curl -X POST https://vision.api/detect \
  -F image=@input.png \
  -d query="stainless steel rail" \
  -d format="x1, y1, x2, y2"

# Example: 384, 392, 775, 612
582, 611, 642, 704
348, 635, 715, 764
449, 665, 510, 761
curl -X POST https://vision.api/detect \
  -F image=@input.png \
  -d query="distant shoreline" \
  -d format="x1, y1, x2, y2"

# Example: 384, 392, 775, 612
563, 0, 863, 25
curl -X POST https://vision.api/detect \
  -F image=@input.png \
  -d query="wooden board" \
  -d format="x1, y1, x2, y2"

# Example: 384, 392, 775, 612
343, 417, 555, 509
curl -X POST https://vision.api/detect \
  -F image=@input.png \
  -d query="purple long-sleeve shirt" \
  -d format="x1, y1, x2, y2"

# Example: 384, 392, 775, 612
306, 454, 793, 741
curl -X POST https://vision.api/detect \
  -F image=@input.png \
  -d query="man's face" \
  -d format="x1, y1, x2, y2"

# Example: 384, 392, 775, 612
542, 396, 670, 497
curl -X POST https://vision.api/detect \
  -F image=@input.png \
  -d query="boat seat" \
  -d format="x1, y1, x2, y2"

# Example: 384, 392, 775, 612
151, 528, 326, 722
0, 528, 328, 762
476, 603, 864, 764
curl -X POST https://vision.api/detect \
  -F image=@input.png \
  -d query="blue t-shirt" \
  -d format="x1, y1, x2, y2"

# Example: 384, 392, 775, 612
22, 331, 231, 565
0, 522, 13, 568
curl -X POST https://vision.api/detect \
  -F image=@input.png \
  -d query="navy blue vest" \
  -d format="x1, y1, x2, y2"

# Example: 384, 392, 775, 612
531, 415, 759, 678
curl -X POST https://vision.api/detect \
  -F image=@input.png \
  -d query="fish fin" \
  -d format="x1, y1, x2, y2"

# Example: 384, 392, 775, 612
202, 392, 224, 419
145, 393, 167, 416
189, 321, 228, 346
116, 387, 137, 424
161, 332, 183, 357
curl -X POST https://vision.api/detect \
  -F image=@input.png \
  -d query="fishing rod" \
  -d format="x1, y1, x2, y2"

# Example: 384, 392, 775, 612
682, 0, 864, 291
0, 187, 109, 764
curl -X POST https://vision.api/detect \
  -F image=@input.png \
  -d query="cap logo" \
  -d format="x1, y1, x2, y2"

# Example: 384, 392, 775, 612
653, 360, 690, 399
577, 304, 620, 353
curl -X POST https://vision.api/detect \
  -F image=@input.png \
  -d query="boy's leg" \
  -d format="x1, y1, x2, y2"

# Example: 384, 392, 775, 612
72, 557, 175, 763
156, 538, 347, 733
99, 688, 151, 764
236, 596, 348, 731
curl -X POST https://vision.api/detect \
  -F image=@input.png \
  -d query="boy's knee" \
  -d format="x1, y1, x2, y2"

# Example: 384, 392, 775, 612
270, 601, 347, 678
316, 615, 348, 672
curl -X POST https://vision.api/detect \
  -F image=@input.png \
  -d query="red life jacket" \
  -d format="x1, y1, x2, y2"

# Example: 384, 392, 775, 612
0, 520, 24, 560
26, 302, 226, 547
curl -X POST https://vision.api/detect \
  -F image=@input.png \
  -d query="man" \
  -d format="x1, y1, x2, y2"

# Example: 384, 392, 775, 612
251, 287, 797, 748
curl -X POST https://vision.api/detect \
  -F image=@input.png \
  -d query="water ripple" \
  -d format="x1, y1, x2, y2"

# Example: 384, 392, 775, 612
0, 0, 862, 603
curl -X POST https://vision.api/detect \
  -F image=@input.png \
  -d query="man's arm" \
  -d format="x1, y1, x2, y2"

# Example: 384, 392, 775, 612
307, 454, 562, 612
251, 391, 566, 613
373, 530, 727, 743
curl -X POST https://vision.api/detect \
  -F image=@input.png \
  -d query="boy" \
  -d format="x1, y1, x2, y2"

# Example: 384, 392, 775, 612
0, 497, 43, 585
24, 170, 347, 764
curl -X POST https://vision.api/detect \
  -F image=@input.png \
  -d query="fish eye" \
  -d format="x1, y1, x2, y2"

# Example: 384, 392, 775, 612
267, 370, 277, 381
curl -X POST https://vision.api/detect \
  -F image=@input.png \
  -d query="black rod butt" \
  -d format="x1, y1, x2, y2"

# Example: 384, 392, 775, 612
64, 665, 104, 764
· · · · · · ·
The material above should be given again in full, exactly.

● **Answer space**:
curl -X POST https://vision.api/detect \
  -F image=@input.png \
  -d query="stainless steel rail" \
  -d format="x1, y1, x2, y2"

# Example: 384, 392, 775, 612
582, 611, 642, 704
348, 635, 715, 764
449, 665, 510, 761
curl -X POST https://vision.api/detect \
  -F image=@input.png \
  -d query="distant shoreline" \
  -d format="x1, y1, x2, y2"

# Example: 384, 392, 775, 612
563, 0, 863, 25
curl -X POST https://vision.api/detect \
  -F image=@input.png \
  -d query="wooden board" \
  -d format="x1, y1, x2, y2"

# Example: 384, 392, 775, 612
343, 417, 555, 509
curl -X POST https://vision.api/detect \
  -F image=@input.png \
  -d query="purple long-sleeve shirt" \
  -d format="x1, y1, x2, y2"

# Example: 384, 392, 775, 612
306, 454, 793, 741
curl -X POST https://vision.api/detect \
  -F image=@input.png \
  -d query="man's face" \
  -d format="x1, y1, x2, y2"

# Example: 384, 392, 775, 612
542, 396, 670, 497
curl -X POST https://vision.api/detect \
  -F image=@input.png \
  -d query="boat seat" \
  -d format="x1, y1, x2, y2"

# Example: 384, 392, 775, 612
151, 528, 326, 722
0, 528, 328, 762
476, 603, 864, 764
curl -X POST https://vision.api/detect \
  -F image=@input.png \
  -d query="blue t-shirt" \
  -d format="x1, y1, x2, y2"

# Example: 384, 392, 775, 612
22, 331, 231, 565
0, 522, 13, 568
curl -X POST https://vision.api/detect \
  -F image=@input.png \
  -d query="navy blue vest" \
  -d format="x1, y1, x2, y2"

# Example: 384, 392, 775, 612
531, 415, 759, 678
curl -X POST https://vision.api/detect \
  -F image=@input.png \
  -d query="fish fin" \
  -d format="x1, y1, x2, y2"

# Example: 384, 392, 775, 612
202, 392, 224, 419
145, 393, 167, 416
189, 321, 228, 346
116, 387, 137, 424
161, 332, 183, 357
curl -X POST https://vision.api/detect \
  -F image=@input.png \
  -d query="fishing rod" \
  -d format="x1, y1, x2, y2"

# Example: 384, 392, 775, 612
682, 0, 864, 291
0, 187, 109, 764
curl -X POST https://vision.api/detect \
  -F image=@input.png \
  -d query="cap logo" \
  -d format="x1, y1, x2, y2"

# Example: 384, 392, 775, 612
653, 360, 690, 399
577, 304, 620, 353
curl -X POST https://vision.api/detect \
  -F image=@input.png \
  -d query="boy's leg" \
  -d format="x1, y1, x2, y2"

# Example: 384, 392, 775, 612
72, 557, 175, 763
156, 538, 347, 733
99, 688, 151, 764
236, 596, 348, 731
curl -X POST https://vision.api/detect \
  -F image=@input.png \
  -d query="boy's knee" \
  -d format="x1, y1, x2, y2"

# Example: 384, 392, 775, 612
270, 601, 347, 678
316, 615, 348, 672
curl -X POST https://vision.api/detect \
  -F image=@input.png \
  -d query="red life jacket" \
  -d format="x1, y1, x2, y2"

# Example: 384, 392, 775, 612
0, 520, 24, 560
26, 302, 226, 547
curl -X POST https://vision.api/detect \
  -F image=@input.png \
  -d query="man" \
  -d format="x1, y1, x2, y2"

# Example: 384, 392, 775, 612
251, 287, 797, 748
curl -X POST https://vision.api/detect \
  -F image=@input.png \
  -d query="water ripple" \
  -d format="x1, y1, x2, y2"

# Example: 384, 392, 775, 612
0, 0, 862, 603
curl -X POST https://vision.api/detect \
  -F image=@input.png \
  -d query="man's arm" \
  -d format="x1, y1, x2, y2"

# Example: 384, 392, 775, 612
307, 454, 562, 612
251, 391, 566, 613
373, 530, 727, 743
curl -X POST https://vision.api/detect \
  -F image=@input.png \
  -d query="boy" \
  -d format="x1, y1, x2, y2"

# Example: 384, 392, 775, 612
0, 497, 43, 585
24, 170, 347, 764
curl -X POST https://vision.api/detect \
  -F image=@input.png \
  -d query="fish eye" \
  -d format="x1, y1, x2, y2"

# Example: 384, 392, 775, 612
267, 370, 277, 381
curl -X POST https://vision.api/detect \
  -F image=@input.png \
  -d query="black rod butt" \
  -d format="x1, y1, x2, y2"

# Example: 384, 392, 775, 612
64, 665, 104, 764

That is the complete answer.